* [EXERCISE GOAL]: Transcribe the court opinion passage below, from "[3] Claimant cites" down to "work-related non-disease injury.".

* [SELECTED PASSAGE]:
== == ==

We are constrained to disagree. The distinction is not between the dependents of firemen versus the dependents of policemen; it is between occupational diseases and work-related injuries. Having established this distinction on a reasonable basis, as discussed above, the legislature was free to assign to the category of occupational disease any disease which, on the basis of facts available to them, satisfied the applicable criteria. Claimant was free to argue that Decedent's heart injury qualified as an occupational disease under the catch-all provision of Section 27.1(n). In that context the analogy between policemen and firemen might have been appropriate. She did not do so, however, and she cannot now make up for this lack by attacking the constitutionality of the Act.

In sum, we conclude that Section 301(c)(1) of the Act does not violate either due process or equal protection. This conclusion makes it unnecessary for us to consider Claimant's arguments on the issue of causation. We will affirm the Board.

*283 ORDER

NOW, May 15, 1986, the decision of the Workmen's Compensation Appeal Board dated September 15, 1983, No. A-85386, is hereby affirmed.

Judge COLINS dissents.

NOTES

[1] Act of June 2, 1915, P.L. 736, as amended. Section 301(c)(1) provides, in pertinent part:

[W]herever death is mentioned as a cause for compensation under this act, it shall mean only death resulting from . . . injury and its resultant effects, and occurring within three hundred weeks after the injury.

[2] The referee's findings of fact indicate that Claimant actually received an overpayment in the amount of $4,459.16, as she continued to receive and endorse checks until September 19, 1981.

[3] Claimant cites a Colorado case, Stevenson v. Industrial Commission, 190 Colo. 234, 545 P.2d 712 (1976), for this proposition. She also relies heavily upon Stevenson as a parallel to the case at bar. Aside from being obviously uncontrolling, we find Stevenson to be factually inapposite.

In finding unconstitutional a five year exposure requirement for eligibility for compensation due to silicosis disability, the Stevenson court stated that "the length of harmful exposure has little value as a criterion for definitely establishing a causal connection between the employment-related exposure and the disease." Id. at, 545 P.2d at 715-16. This logic can only support the Pennsylvania system of allowing extra time for claims based on occupational disease, including coal-miner's silicosis, as opposed to claims based on work-related non-disease injury.

[4] See Foreward to Title 77 of Purdon's Pennsylvania Statutes Annotated, prepared by Leo G. Knoll, Chairman of the Workmen's Compensation Board of Pennsylvania.

[5] Act of June 21, 1939, P.L. 566, as amended.

[6] Section 301(c)(2) of the Act, 77 P.S. §411(2), provides, in pertinent part:

[W]henever occupational disease is the basis for compensation, for disability or death under this act, it shall apply only to disability or death resulting from such disease and occurring within three hundred weeks after the last date of employment in an occupation or industry to which [the employee] was exposed to hazards of such disease: And provided further, That if the employe's compensable disability has occurred within such period, his subsequent death as a result of the disease shall likewise be compensable.

[7] Added by the Act of October 17, 1972, P.L. 930, as amended.

[8] A stricter limitation governs a disability or death claim which is brought under The Pennsylvania Occupational Disease Act. Section 301(c) of that Act, 77 P.S. §1401(c), currently permits compensation only where disability or death resulting from an occupational disease occurs within four years after the date of a claimant's last employment in an occupation or industry to which the occupational disease is peculiar. See Kilvady v. United States Steel Corporation, 90 Pa. Commonwealth Ct. 586, 496 A.2d 116 (1985).

== == ==

(Dataset records)
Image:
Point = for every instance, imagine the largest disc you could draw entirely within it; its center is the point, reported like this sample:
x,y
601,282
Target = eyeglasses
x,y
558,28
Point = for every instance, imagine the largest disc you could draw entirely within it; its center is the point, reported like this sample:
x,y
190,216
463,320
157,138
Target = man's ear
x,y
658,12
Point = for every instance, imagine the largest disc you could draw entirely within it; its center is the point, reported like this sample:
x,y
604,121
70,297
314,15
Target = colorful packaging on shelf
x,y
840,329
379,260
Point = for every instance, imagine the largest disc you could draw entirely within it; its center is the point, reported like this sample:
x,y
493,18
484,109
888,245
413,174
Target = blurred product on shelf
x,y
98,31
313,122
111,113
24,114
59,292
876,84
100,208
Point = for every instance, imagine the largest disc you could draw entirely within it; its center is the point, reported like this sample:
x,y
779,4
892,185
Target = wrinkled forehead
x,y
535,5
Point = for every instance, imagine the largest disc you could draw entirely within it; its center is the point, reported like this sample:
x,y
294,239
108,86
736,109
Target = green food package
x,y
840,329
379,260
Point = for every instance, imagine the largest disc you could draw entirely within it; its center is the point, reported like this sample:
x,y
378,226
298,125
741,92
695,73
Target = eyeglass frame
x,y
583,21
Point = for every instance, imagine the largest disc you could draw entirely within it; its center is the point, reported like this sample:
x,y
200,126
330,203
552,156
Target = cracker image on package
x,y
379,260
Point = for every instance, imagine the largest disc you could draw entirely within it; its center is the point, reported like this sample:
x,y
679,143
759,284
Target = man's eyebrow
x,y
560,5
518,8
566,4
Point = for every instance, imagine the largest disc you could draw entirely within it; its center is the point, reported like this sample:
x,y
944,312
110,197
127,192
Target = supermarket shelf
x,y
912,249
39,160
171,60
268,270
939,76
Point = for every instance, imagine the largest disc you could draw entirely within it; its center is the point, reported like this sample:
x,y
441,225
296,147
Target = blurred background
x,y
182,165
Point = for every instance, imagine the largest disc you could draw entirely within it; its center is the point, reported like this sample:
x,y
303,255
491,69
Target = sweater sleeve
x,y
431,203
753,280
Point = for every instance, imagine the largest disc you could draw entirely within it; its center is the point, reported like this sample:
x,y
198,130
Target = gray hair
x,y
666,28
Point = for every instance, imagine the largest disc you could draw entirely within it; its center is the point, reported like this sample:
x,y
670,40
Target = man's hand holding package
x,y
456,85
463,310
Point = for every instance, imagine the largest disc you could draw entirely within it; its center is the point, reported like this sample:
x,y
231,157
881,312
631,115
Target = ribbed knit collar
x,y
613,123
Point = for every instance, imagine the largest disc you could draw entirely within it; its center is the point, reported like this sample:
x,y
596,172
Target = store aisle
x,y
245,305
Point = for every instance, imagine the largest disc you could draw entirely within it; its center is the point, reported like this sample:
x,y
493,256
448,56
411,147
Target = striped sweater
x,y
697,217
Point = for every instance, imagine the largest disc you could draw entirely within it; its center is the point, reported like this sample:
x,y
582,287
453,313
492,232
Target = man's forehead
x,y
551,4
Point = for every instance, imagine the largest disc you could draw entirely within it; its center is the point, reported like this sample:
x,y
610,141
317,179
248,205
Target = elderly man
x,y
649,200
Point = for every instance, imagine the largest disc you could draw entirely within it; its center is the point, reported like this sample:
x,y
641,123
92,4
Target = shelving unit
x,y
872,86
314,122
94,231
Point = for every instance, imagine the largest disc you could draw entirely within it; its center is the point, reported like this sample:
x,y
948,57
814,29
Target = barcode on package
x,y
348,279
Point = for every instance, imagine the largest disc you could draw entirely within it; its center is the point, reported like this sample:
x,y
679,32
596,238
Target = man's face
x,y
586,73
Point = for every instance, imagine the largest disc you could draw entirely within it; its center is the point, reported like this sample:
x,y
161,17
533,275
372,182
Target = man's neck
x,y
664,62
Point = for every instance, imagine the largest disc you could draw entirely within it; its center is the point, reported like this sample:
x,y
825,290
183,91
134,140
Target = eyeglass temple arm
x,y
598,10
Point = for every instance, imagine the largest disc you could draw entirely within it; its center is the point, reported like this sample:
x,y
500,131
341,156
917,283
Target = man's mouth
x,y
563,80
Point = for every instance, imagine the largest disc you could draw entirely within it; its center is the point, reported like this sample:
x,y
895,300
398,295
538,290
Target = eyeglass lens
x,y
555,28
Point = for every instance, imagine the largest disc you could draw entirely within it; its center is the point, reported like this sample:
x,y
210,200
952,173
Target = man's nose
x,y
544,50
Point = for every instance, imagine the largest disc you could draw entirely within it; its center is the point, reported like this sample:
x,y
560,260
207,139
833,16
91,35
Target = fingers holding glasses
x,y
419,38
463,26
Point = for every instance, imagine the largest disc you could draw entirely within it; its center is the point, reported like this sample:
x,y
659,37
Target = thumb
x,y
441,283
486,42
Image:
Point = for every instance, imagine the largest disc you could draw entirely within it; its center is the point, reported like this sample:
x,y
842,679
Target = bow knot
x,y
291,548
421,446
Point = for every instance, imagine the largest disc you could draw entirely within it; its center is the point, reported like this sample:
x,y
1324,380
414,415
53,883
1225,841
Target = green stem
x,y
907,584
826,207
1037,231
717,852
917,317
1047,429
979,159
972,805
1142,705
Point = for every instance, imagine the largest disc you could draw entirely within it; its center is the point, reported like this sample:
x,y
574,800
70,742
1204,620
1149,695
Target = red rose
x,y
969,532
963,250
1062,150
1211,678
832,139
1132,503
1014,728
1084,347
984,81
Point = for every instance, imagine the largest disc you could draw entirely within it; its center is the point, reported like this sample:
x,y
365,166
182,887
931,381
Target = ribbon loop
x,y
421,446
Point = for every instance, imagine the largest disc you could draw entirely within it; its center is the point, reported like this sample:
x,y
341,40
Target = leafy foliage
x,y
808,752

== == ==

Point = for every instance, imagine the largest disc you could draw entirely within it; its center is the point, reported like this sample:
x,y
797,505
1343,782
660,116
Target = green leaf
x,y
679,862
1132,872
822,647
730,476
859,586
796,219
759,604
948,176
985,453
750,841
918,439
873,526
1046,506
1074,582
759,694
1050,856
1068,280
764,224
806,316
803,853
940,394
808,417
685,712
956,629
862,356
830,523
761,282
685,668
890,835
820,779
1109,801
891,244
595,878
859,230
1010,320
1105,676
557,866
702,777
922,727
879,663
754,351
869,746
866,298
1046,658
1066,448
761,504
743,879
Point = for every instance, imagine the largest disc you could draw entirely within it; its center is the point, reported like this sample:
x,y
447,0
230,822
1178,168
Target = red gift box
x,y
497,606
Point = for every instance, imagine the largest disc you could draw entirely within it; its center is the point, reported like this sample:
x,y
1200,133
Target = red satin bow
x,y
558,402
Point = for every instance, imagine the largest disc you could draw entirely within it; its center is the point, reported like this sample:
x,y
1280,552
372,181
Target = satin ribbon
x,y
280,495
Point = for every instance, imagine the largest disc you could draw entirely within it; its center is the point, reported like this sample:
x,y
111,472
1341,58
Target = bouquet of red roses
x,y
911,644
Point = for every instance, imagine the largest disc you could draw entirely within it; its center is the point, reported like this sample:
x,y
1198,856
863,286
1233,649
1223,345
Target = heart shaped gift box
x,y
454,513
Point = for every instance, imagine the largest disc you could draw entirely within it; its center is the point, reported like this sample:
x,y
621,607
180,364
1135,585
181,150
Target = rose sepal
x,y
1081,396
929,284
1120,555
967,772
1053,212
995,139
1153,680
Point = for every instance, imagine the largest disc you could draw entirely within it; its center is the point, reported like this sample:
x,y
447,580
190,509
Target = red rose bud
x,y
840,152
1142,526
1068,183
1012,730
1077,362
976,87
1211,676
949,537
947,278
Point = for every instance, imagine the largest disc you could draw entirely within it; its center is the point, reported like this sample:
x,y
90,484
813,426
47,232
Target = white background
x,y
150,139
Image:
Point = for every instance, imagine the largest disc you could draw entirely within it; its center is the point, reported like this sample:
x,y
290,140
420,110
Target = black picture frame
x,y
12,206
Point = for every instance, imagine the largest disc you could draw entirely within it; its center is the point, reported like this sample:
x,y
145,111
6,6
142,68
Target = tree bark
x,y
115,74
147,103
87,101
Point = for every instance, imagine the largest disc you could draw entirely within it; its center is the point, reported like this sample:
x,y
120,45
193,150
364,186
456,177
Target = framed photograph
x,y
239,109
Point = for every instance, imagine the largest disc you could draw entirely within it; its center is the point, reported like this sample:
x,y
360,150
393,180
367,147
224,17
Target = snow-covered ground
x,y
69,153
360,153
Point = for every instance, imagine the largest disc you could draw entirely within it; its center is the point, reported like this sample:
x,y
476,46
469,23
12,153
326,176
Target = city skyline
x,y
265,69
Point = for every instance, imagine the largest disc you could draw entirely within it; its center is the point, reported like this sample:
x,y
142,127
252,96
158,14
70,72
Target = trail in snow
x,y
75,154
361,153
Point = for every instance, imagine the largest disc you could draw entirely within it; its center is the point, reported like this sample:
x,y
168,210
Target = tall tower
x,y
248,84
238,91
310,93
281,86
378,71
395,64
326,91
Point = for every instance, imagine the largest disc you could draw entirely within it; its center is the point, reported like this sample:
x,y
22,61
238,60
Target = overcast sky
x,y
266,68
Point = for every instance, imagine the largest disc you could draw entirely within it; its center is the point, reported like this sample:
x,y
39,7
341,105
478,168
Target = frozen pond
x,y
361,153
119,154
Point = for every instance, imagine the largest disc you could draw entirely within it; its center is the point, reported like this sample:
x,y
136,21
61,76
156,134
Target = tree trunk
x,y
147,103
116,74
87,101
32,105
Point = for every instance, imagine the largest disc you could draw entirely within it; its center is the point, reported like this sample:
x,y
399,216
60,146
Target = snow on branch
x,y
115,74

== == ==

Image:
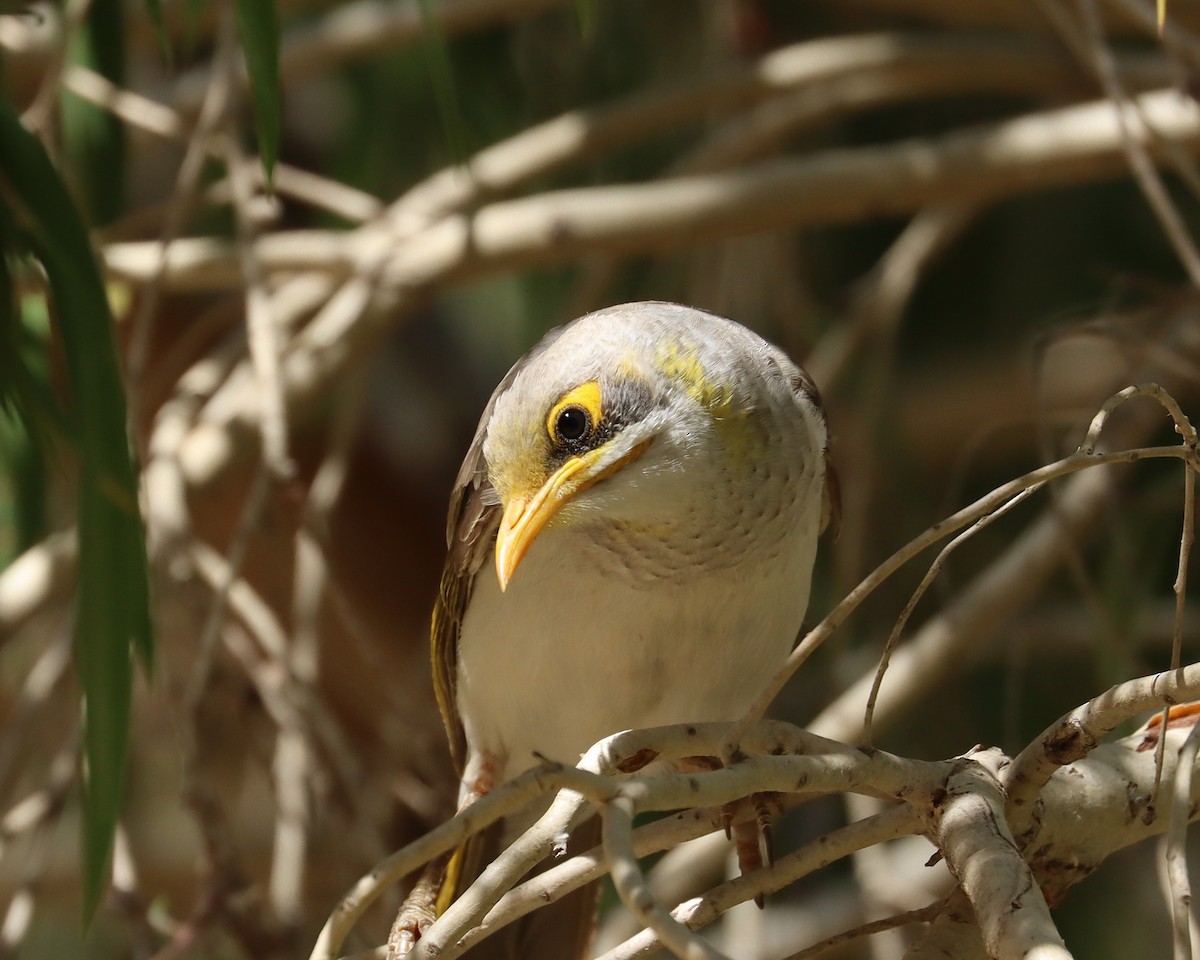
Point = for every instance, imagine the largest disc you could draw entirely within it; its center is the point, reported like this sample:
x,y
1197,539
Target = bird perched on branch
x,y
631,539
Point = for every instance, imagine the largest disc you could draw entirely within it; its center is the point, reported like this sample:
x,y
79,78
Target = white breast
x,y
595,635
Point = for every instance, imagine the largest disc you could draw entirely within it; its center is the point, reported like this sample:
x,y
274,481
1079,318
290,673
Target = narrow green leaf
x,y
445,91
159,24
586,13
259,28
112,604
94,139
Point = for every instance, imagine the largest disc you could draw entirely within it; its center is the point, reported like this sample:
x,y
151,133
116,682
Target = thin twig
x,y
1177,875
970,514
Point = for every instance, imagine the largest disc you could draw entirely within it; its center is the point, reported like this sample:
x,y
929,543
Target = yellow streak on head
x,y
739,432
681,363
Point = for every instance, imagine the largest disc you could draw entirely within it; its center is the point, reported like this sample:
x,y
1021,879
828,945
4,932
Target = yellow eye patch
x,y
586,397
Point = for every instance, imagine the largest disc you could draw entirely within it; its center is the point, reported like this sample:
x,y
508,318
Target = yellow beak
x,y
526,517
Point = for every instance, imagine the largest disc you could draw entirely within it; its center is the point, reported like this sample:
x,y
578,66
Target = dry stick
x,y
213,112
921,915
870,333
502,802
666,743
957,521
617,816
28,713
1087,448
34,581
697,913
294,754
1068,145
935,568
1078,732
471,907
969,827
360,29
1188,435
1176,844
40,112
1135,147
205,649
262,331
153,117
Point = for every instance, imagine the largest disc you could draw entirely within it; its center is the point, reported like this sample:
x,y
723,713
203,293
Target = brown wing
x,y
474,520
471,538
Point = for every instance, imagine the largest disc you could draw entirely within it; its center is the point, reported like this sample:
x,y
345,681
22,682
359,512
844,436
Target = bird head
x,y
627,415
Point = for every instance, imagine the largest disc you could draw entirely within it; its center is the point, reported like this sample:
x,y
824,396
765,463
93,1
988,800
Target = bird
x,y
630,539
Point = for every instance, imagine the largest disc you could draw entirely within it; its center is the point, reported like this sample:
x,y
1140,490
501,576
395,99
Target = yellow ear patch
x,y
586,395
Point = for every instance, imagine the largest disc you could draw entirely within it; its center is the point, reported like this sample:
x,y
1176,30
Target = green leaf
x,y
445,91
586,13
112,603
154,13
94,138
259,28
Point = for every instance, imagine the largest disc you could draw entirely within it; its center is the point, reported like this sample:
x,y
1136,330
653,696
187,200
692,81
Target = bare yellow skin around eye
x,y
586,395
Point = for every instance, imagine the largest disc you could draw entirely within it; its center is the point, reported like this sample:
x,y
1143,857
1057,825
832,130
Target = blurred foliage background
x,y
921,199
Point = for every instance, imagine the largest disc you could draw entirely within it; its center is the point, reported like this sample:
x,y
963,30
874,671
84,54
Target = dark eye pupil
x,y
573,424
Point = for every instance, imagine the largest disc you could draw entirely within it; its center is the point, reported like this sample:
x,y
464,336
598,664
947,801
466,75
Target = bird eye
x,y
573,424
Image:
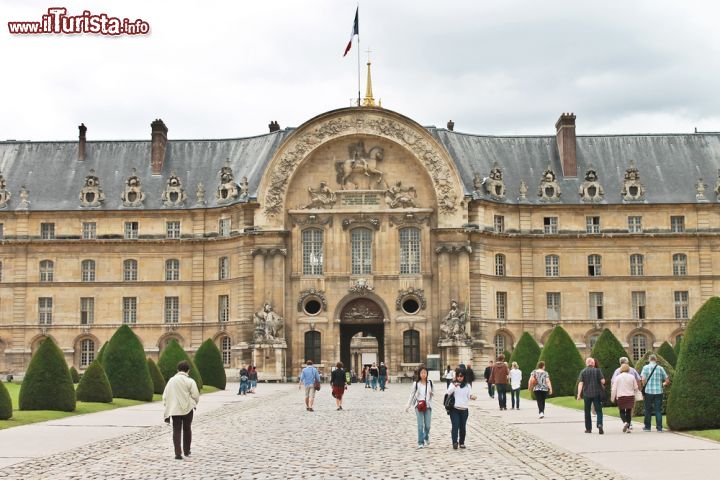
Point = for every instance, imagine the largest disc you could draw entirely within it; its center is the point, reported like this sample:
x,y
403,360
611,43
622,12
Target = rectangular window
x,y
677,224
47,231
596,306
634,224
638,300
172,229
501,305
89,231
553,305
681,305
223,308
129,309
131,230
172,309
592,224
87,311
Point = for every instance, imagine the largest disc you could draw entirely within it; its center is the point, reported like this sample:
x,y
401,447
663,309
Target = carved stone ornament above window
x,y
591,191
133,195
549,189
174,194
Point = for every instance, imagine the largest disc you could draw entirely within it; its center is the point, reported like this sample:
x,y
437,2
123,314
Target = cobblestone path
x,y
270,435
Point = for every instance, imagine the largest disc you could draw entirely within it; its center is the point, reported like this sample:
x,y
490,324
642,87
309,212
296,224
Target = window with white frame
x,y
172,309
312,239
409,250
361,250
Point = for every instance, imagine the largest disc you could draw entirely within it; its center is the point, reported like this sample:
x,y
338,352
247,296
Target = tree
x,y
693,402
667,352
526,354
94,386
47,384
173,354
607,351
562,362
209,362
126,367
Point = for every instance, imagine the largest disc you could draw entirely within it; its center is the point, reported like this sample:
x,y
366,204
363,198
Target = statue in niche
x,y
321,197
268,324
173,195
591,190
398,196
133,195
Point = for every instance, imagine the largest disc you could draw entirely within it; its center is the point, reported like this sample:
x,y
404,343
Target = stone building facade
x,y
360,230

== == ==

* [EXERCISE RESPONSE]:
[3] Claimant cites a Colorado case, Stevenson v. Industrial Commission, 190 Colo. 234, 545 P.2d 712 (1976), for this proposition. She also relies heavily upon Stevenson as a parallel to the case at bar. Aside from being obviously uncontrolling, we find Stevenson to be factually inapposite.

In finding unconstitutional a five year exposure requirement for eligibility for compensation due to silicosis disability, the Stevenson court stated that "the length of harmful exposure has little value as a criterion for definitely establishing a causal connection between the employment-related exposure and the disease." Id. at, 545 P.2d at 715-16. This logic can only support the Pennsylvania system of allowing extra time for claims based on occupational disease, including coal-miner's silicosis, as opposed to claims based on work-related non-disease injury.